■ BACAAN:
Sistem Perladangan Berpindah
Pada awalnya,
sistem perladangan berpindah terjadi saat pertama kali manusia mengenal
bercocok tanam. Manusia pada waktu itu belum mengenal pengelolaan lahan dan
teknologi yang digunakan karena tingkat pengetahuan yang masih rendah ,
sehingga sistem perladangan ini disebut sistem asal tanam. Ladang Berpindah adalah
kegiatan pertanian yang dilakukan dengan cara berpindah-pindah tempat. Ladang
dibuat dengan cara membuka hutan atau semak belukar. Pohon atau semak yang
telah ditebang setelah kering kemudian dibakar. Setelah hujan tiba, ladang
kemudian ditanami dan ditunggu sampai panen tiba. Setelah ditanami 3 – 4 kali,
lahan kemudian ditinggalkan karena sudah tidak subur lagi.
Akibat yang
ditimbulkan dari sistem perladangan berpindah ini adalah menurunnya kesuburan
lahan dengan cepat karena belum mengenal pemupukan. Ketika lahan sudah tidak
produktif lagi, mereka pindah lalu membuka hutan baru atau kembali mengerjakan
lahan yang sudah lama ditinggal dan sudah pulih kesuburan tanahnya. Namun
dinegara lain, seperti Afrika, sistem pertanian berpindah ini bukan lagi
beronotasi negatif. Dengan teknologi yang terus diperbaiki, sistem ini
merupakan alternatif yang cocok untuk dikembangkan.
Praktek-praktek
ladang berpindah di seluruh dunia sangat beragam, namun pada dasarnya ada dua
sistem yang digunakan, yaitu :
v Sistem parsial,
yaitu suatu sistem yang berkembang khususnya di mana kepentingan ekonomi
produsen tinggi, misalnya dalam bentuk pertanian dengan tanaman dagang,
transmigrasi maupun penempatan lahan secara liar.
v Sistem
integral, yang berasal dari cara hidup yang lebih tradisional yang menjamin
keberlangsungan hidup sepanjang tahun.
Prinsip Utama dalam sistem perladangan
berpindah adalah bahwa selama periode bera, nutrisi yang diambil oleh tumbuhan
atau vegetasi yang ada akan dikembalikan ke permukaan tanah berupa sisa tanaman
(sersah). Bahan organik yang tertimbun di permukaan tanah akan tersedia
(melalui proses dekomposisi) bagi tanaman berikutnya setelah vegetasi tersebut
ditebang atau dibakar.
Di Indonesia, sistem ladang berpindah
masih mendatangkan masalah besar karena di khawatirkan dapat mengganggu fungsi lingkungan
karena banyak hutan yang ditebang dan
mengurani keanekaragaman hayati serta meningkatnya emisi CO2 yang
terkait dengan pemanasan global. Selain itu, kegiatan tersebut sering menyebabkan
bahaya erosi dan banjir yang akan merusak lahan dan lingkungan. Oleh karena itu
perlu dicari upaya pemecahanya, yang anta lain mencakup :
ü Perencanaan
yang lengkap dari pemerintah, yang meliputi penetapan penggunaan lahan
berdasarkan tingkat kesesuaian lahan dan permintan pasar. Selain itu juga perlu
dipersiapkan unit perngolahan hasil panen seperti pabrik pengolahan kayu dan
lain-lain.

■ DAFTAR TUGAS:
1. Jawablah pertanyaan berikut berdasarkan teks tentang perladangan berpindah.
(a) Setelah ditanami berapa kali lahan ditinggalkan?
(b) Apa nama dua sistem yang pada dasarnya digunakan dalam praktik ladang berpindah?
(c) Dalam bentuk apa nutrisi dikembalikan ke permukaan tanah selama periode bera?
2. Kutip bagian teks tentang perladangan berpindah tanpa perubahan sedikit pun. Mulailah pada kata-kata "Akibat yang", lalu berhentilah setelah kata-kata "cocok untuk dikembangkan.".
3. Tulis lanjutan teks tentang perladangan berpindah, dimulai setelah kalimat terakhirnya.
Baris-baris di bawah ini tidak berperan dalam latihan ini.

■ DAFTAR BARIS:

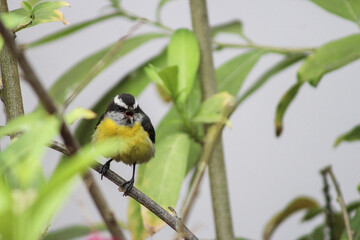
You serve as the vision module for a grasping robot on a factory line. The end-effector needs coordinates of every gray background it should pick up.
[1,0,360,239]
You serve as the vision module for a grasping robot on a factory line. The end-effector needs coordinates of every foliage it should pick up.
[0,0,360,239]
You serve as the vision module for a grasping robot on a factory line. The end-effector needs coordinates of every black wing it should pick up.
[140,109,155,143]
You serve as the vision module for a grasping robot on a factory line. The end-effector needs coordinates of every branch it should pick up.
[323,166,353,240]
[185,0,234,240]
[50,142,197,240]
[0,21,125,240]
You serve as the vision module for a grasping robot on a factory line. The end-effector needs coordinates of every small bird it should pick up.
[92,93,155,196]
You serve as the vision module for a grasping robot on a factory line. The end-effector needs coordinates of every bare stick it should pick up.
[0,21,125,240]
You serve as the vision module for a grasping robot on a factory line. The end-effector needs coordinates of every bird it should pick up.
[92,93,155,196]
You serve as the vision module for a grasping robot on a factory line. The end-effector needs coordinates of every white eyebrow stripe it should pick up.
[133,98,139,109]
[114,96,129,109]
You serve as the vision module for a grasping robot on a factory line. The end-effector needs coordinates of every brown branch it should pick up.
[0,21,125,240]
[50,142,197,240]
[322,166,353,240]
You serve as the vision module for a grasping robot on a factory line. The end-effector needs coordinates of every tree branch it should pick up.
[0,21,125,240]
[50,142,197,240]
[189,0,234,240]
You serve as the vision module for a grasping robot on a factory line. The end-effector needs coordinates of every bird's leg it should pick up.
[100,158,114,180]
[122,162,136,196]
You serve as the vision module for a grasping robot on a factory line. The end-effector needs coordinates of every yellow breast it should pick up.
[93,118,155,165]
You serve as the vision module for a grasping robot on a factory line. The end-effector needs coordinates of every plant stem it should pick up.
[190,0,234,240]
[0,0,24,138]
[213,41,316,54]
[0,21,125,240]
[323,166,353,240]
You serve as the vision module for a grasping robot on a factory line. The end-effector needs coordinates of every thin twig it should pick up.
[64,21,143,108]
[0,21,125,240]
[50,142,197,239]
[323,166,353,240]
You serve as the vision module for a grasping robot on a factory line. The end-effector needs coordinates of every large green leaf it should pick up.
[275,82,302,136]
[75,51,166,144]
[298,34,360,86]
[311,0,360,25]
[139,133,190,233]
[334,125,360,147]
[24,13,119,48]
[263,197,318,240]
[216,50,266,96]
[167,29,200,103]
[50,33,164,103]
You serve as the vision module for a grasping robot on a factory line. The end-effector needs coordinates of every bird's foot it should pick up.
[121,178,134,196]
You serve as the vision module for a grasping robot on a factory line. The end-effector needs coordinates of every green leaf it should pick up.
[275,82,302,137]
[216,50,266,96]
[75,51,166,144]
[263,197,318,240]
[341,208,360,240]
[192,92,235,127]
[65,107,97,125]
[167,29,200,103]
[237,53,307,105]
[24,13,119,48]
[139,133,190,233]
[298,34,360,86]
[334,125,360,147]
[211,20,250,42]
[311,0,360,25]
[31,1,70,26]
[50,33,164,104]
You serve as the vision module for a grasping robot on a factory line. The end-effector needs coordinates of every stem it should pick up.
[0,0,24,138]
[50,142,198,240]
[213,41,316,54]
[190,0,234,240]
[323,166,353,240]
[0,21,125,240]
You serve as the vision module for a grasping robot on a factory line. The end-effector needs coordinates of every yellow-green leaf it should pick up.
[139,133,190,234]
[298,33,360,86]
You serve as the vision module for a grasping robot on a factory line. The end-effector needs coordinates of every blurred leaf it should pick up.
[43,223,107,240]
[211,20,251,42]
[139,133,190,235]
[50,33,164,104]
[311,0,360,25]
[263,197,318,240]
[0,111,60,189]
[275,82,302,137]
[298,34,360,86]
[24,13,119,48]
[156,0,174,22]
[340,208,360,240]
[75,51,166,144]
[65,107,97,125]
[237,53,307,104]
[301,206,324,222]
[334,125,360,147]
[216,50,266,96]
[193,92,235,127]
[167,29,200,103]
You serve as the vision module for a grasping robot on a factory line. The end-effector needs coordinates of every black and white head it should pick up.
[106,93,144,126]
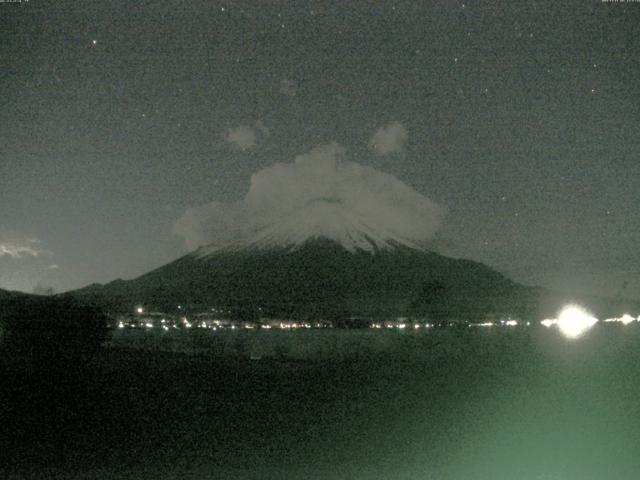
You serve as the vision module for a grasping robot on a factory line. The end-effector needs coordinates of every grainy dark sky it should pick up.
[0,0,640,298]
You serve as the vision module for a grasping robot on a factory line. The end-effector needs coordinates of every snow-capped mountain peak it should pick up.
[197,198,424,257]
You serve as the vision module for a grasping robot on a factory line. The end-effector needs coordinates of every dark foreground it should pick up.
[0,325,640,480]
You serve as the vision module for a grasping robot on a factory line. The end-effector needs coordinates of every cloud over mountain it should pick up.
[174,142,444,249]
[0,227,50,259]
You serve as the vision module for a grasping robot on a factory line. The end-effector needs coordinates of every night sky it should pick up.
[0,0,640,298]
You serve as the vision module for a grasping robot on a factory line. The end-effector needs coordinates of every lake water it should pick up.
[1,324,640,480]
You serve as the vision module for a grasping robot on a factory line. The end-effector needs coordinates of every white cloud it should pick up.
[369,122,409,155]
[0,227,50,259]
[224,120,269,150]
[174,143,444,249]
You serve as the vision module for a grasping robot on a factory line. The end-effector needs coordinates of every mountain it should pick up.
[68,197,640,323]
[71,232,588,322]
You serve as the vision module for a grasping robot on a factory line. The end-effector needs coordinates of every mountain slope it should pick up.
[73,238,564,319]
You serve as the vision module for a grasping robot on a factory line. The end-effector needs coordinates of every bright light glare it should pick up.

■ JAWABAN LATIHAN:
1.
(a) Lahan ditinggalkan setelah ditanami 3–4 kali.
(b) Kedua sistem itu adalah sistem parsial dan sistem integral.
(c) Nutrisi dikembalikan dalam bentuk sisa tanaman (sersah).

2.
Akibat yang
ditimbulkan dari sistem perladangan berpindah ini adalah menurunnya kesuburan
lahan dengan cepat karena belum mengenal pemupukan. Ketika lahan sudah tidak
produktif lagi, mereka pindah lalu membuka hutan baru atau kembali mengerjakan
lahan yang sudah lama ditinggal dan sudah pulih kesuburan tanahnya. Namun
dinegara lain, seperti Afrika, sistem pertanian berpindah ini bukan lagi
beronotasi negatif. Dengan teknologi yang terus diperbaiki, sistem ini
merupakan alternatif yang cocok untuk dikembangkan.

3.
ü Penyediaan
lahan bagi setiap keluarga petani sekitar 8-10 Ha. Setiap tahun petani
dibiarkan berladang pada lahan seluas 1,5 – 2,0 Ha, sesuai kemampuan
masing-masing petani. Tahu kedua petani membuka lahan lagi seluas 1,5 -2,0 ha,
dan bgitu seterusnya hingga 8 -10 ha tertanami secara bertahap.
ü Penyediaan
bibit tanaman, pupuk dan pestisida yang berfungsi untuk meransang pertumbuhan
dan pegendalian hama dan penyakit tanaman.
2.
Sistem Tadah Hujan Semi Intensif dan Intensif
Sistem bertanam adalah pola-pola tanam
yang digunakan petani dan interaksinya dengan sumber-sumber alam dan teknologi
yang tersedia. Sedangkan pola tanam adalah penyusunan cara dan saat tanam dari
jenis-jenis tanaman yang akan ditanam berikut waktu-waktu kosong (tidak ada
tanaman) pada sebidang lahan tertentu.
Pola tanam ini mencakup beberapa bentuk
sebagai berikut:
v Multiple Cropping (Sistem Tanam
Ganda)
Multiple
cropping adalah sistem penanaman lebih dari satu jenis tanaman pada sebidang tanah
yang sama dalam satu tahun. Sistem pertanian ganda ini sangat cocok bagi petani
dengan lahan sempit di daerah tropis, sehingga dapat memaksimalkan produksi
dengan input luar yang rendah sekaligus meminimalkan resiko dan melestarikan
sumberdaya alam.
Macam-macam bentuk dari multiple cropping antara lain:
a)
Intercropping (Sistem Tumpang
Sari)
Intercropping adalah sistem
penanaman secara serentak dua atau lebih jenis tanaman dalam barisan yang
berselang-seling pada sebidang tanah yang sama. Misalnya tumpangsari antara
tanaman ubi kayu dan jagung atau ubi kayu dengan kacang tanah. Sistem
tumpangsari memberikan beberapa manfaat bagi petani yakni antara lain
mengurangi biaya pengolahan lahan, mudah dalam menanggulangi hama, memudahkan
proses pembersihan atau penyiangan dan yang terakhir adalah meningkatkan hasil
produksi atau panen.
b)
Mixed Cropping (Sistem Tanam
Campuran)
Mixed cropping adalah sistem
penanaman dua atau lebih jenis tanaman secara serentak dan bercampur pada
sebidang lahan yang sama. Sistem ini jarang diterapkan karena sulit dalam
proses pemeliharaannya. Sistem tanam ini lebih banayak diterapkan dalam usaha
pengendalian hama dan penyakit. Cara penataan tanaman campuran dilakukan dengan
berbagi jenis tanamn secara bersamaan dan tidak teratur serta tidak terikat
pada waktu.
c)
Relay Cropping (Sistem Tanam
Sisipan)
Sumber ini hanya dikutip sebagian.